**Given instruction:** Transcribe all the entries word for word, omitting any pictures they contain.

— Begin Record excerpts —

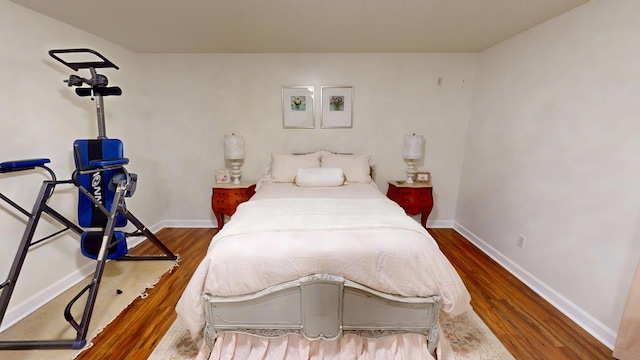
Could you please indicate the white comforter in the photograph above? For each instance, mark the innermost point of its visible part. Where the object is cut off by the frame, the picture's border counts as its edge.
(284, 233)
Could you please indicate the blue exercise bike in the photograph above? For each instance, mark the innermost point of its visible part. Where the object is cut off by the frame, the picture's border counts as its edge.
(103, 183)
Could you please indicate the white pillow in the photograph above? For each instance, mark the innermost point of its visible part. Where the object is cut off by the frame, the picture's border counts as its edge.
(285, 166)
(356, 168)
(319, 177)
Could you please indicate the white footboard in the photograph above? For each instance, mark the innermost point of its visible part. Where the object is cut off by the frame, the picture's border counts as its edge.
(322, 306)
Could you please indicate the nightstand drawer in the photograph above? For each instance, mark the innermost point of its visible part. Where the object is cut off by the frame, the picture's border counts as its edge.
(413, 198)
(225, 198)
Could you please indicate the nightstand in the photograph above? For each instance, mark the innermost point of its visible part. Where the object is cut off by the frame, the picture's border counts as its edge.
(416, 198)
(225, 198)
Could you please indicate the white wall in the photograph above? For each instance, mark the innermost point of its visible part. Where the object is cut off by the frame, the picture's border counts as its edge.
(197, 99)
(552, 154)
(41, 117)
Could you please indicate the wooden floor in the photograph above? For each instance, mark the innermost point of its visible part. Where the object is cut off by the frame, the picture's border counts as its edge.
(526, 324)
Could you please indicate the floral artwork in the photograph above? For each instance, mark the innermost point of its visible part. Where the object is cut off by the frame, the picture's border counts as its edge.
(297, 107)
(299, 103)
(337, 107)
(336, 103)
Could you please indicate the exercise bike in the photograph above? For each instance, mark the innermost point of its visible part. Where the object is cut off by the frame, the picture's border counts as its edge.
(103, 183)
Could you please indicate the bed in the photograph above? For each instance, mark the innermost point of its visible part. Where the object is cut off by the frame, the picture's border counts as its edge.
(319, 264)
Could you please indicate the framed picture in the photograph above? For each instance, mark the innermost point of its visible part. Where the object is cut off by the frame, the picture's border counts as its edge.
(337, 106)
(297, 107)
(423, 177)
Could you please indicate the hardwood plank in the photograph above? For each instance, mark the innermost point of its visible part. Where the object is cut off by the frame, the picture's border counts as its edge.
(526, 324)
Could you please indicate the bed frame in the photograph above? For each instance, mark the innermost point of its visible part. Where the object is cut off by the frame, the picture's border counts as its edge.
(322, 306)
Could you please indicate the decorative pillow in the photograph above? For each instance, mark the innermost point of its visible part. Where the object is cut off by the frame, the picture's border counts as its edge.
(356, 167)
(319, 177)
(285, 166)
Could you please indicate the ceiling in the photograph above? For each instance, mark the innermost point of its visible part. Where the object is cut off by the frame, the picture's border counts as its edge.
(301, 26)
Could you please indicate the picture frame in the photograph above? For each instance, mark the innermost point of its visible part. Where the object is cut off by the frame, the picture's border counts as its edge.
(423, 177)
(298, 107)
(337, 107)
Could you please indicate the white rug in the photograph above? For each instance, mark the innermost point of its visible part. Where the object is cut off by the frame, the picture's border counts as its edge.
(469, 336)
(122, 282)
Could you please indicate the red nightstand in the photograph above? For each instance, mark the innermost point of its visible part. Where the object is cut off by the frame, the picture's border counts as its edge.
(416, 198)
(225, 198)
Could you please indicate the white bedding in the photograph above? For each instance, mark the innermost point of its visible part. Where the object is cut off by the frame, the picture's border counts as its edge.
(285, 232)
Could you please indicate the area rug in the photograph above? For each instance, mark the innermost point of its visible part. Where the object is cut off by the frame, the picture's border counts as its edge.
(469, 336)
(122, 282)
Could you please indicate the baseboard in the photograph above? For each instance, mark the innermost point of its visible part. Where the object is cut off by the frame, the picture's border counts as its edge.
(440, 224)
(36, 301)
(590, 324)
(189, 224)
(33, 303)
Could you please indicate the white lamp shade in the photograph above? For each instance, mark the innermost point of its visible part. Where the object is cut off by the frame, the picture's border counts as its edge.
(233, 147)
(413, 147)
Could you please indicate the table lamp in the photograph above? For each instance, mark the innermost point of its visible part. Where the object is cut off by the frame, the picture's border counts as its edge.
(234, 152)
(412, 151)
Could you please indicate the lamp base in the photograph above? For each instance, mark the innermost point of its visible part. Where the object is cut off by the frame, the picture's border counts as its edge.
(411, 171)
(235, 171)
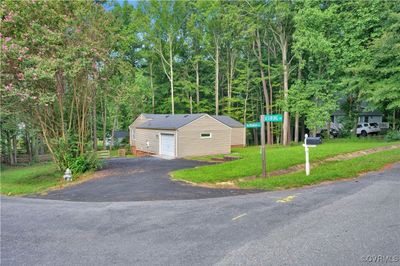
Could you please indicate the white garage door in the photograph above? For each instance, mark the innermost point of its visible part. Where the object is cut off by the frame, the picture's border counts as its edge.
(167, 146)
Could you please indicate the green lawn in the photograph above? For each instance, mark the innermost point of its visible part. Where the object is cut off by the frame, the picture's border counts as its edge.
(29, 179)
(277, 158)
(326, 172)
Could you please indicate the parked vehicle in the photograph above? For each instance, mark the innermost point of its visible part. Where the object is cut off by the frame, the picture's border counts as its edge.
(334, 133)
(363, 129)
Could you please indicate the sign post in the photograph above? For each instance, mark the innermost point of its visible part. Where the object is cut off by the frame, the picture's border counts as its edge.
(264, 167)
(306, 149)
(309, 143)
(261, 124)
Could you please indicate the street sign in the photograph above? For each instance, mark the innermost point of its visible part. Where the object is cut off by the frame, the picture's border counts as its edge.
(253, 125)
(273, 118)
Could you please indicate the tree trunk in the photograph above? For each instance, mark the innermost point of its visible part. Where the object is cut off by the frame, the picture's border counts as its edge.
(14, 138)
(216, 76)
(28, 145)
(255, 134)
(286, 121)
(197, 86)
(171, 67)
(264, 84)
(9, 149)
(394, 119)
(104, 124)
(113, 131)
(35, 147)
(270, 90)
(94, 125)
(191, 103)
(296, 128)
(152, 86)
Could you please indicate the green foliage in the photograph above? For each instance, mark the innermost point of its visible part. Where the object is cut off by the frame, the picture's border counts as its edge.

— End Record excerpts —

**Reply to the task:**
Could you please indicate the white comforter in the photograph above? For each instance, mark the innermost point of its visible part. Where the object is cut off by the frame, the picture's border counts as its edge.
(284, 233)
Could you please indicate the blue exercise bike in the photograph above? For each instance, mark the innermost point of its visible part. Where the object is cut off by the frame, the picture's border counts as its edge.
(103, 183)
Could you please indicate the white pillow in the photograph above? For each instance, mark the innermost point of its visible part. Where the object is cut off by the frame, the picture's border counts as its edge.
(285, 166)
(356, 168)
(319, 177)
Could you please indicate the white footboard in the photograph above? For each instance, mark the innermost point of its visible part. Where the object is cut off by the frame, the picture's border counts as its edge.
(322, 306)
Could you please indicate the nightstand drawer in the photograph above? For each instance, mark the innermost point of its visible part. Where the object is cut off by the frame, the picture's border counts as its edge.
(413, 198)
(225, 198)
Could you please indicate the nightstand in the photograph above? For each instance, mark the innermost point of its visible part. Where the object is cut off by the frame, the picture's border counts as its edge.
(416, 198)
(225, 198)
Could you please indicate the white wall in the photograph above? For each instance, mark the innermost point of its visible part. Where the object is cut off by the frame, the picture's border counts as its edge.
(197, 99)
(552, 154)
(41, 117)
Could you please indicate the wooden floor in the photograph above? For each instance, mark the innermost point of its visible part. Where the object is cut off by the frame, the picture's border counts as its edge.
(526, 324)
Could you please indicate the floral artwork in the photograph above? For each instance, mark the innermost point of its visible part. Where the object is cut off by the frame, the picture's border counts as its edge.
(297, 107)
(299, 103)
(337, 107)
(336, 103)
Could you please indicate the exercise bike in the photograph above? For each instance, mark the innermost point of its visible part. Where the object is cut off by the frame, the picture's border counts as its edge.
(103, 183)
Could you please indicate the bed in the photograph above? For each instance, mark the innermost point of its visible part. Where the object is cut off by the frame, the picture's border counts as its edge.
(319, 264)
Could you please indicate the framed picture in the photograph above? For each instance, mark the innermost point of its visible part. Where the object is cut off by the frame, the picture's border counts as its edge.
(337, 106)
(297, 107)
(423, 177)
Could you please indicate the hardwood plank in the photograph above? For each instance, mark the innermost point of its visible part. Where the object is cut off by the frame, the picture's border counts as its edge.
(526, 324)
Could you please indicate the bed frame in the photograph above? For each instance, mark the innermost point of its visible part. Where the object is cut off by the frame, the picture's border counts as its edge.
(322, 306)
Could you please indicate the decorative pillow in the photograph above? For each instance, mark the innermost point of its visible part. Where the object is cut off by the frame, the picture's border counts as its edge.
(356, 167)
(319, 177)
(285, 166)
Could you please indicate the ceiling in the photograph above? For each instance, mark the innermost point of its visible part. Where the object is cut off by the frame, the picture's border counts as its edge.
(301, 26)
Could you please indicate the picture frame in the photograph above? For each instance, mark the innermost point of its visible part. Where the object is cut off by the frame, the picture's border counts as its edge.
(423, 177)
(298, 107)
(337, 107)
Could you please indicate the white rug in the photograph above? For each instance, mark the innermost point of its visible part. Where the object is cut off by the frame, the picture's border counts as its edge.
(469, 336)
(122, 282)
Could you please indicate the red nightstand in the photograph above? For each instance, mark the innermost point of its visible part. Where the object is cut off by the frame, the picture's border counts as its edge.
(416, 198)
(225, 198)
Could you please indicate the white bedding in the photograph above? For each instance, mark the innermost point of its visible part. Where the object is cut off by the frame, the picture's border counts as its edge.
(285, 232)
Could you please indicate the area rug in the photograph above? For each instance, mark the innermost point of its visible part. Where the object is cut off by the frame, the picture's border counts as its edge.
(469, 336)
(122, 282)
Could you please indicate the baseboard in the photograph above? For each instance, mark the innermost point of its visible part. Where the object is cut off by the frame, the picture's border counts as its edge.
(440, 224)
(36, 301)
(590, 324)
(189, 224)
(33, 303)
Could you please indicate the white lamp shade in the photograph above? For each instance, mark the innermost point of its visible part. Where the object is cut off by the frame, the picture's border counts as its edge.
(233, 147)
(413, 147)
Could you please indicate the table lamp in the photograph above? For each instance, mark the innermost point of its visible part. Where the object is cut off by the frame, the picture's border counts as its edge.
(234, 152)
(412, 151)
Could you please indicate the lamp base in the photograph above? For each instance, mark the innermost point of its visible part. Where the object is cut off by the frame, the picture's border counts as its edge.
(411, 171)
(235, 171)
Could you please indicate the white garage door in the photograph above? For each instance, mark the innermost point of its visible part. Where the object is cut off by the frame, the picture's border counts as its edge.
(167, 146)
Could you please indicate the green lawn in the photograph above? For each instance, mark the innermost point of its visible part. Where the object is cut off by the frame, the picture's border counts as its edge.
(29, 179)
(277, 158)
(326, 172)
Could you please indicate the parked vehicle in the photograph above? For each instance, mark the innermost point of its visible part. Where the object is cut off by the frame, the picture's border counts as its edge.
(334, 133)
(363, 129)
Could you please indicate the sign post in the photograph above? For each instance, mark the innermost point of its visible part. Where the object is cut off by the frame, the picture's border counts as its edge.
(264, 167)
(306, 149)
(309, 143)
(261, 124)
Could you please indicate the street sign in the photograph above? For each instance, mark the innermost point of its visible part. Where the object is cut off by the frame, the picture's border counts as its edge.
(253, 125)
(273, 118)
Could you please indicate the tree trunk in the photograph above? For each instance, mark the innermost point of its visible part. Where the object is cut off by the frame, the picture's border counts as its edge.
(14, 138)
(216, 76)
(28, 145)
(255, 134)
(286, 121)
(197, 86)
(171, 67)
(264, 84)
(9, 149)
(394, 119)
(104, 124)
(113, 131)
(35, 147)
(270, 90)
(94, 125)
(191, 103)
(296, 128)
(152, 86)
Could you please indicate the green foliage in the photograph above? For each instance, mark the innermost point of its visible part. Where the object is cut off by the frame, the picture's border counts as its edge.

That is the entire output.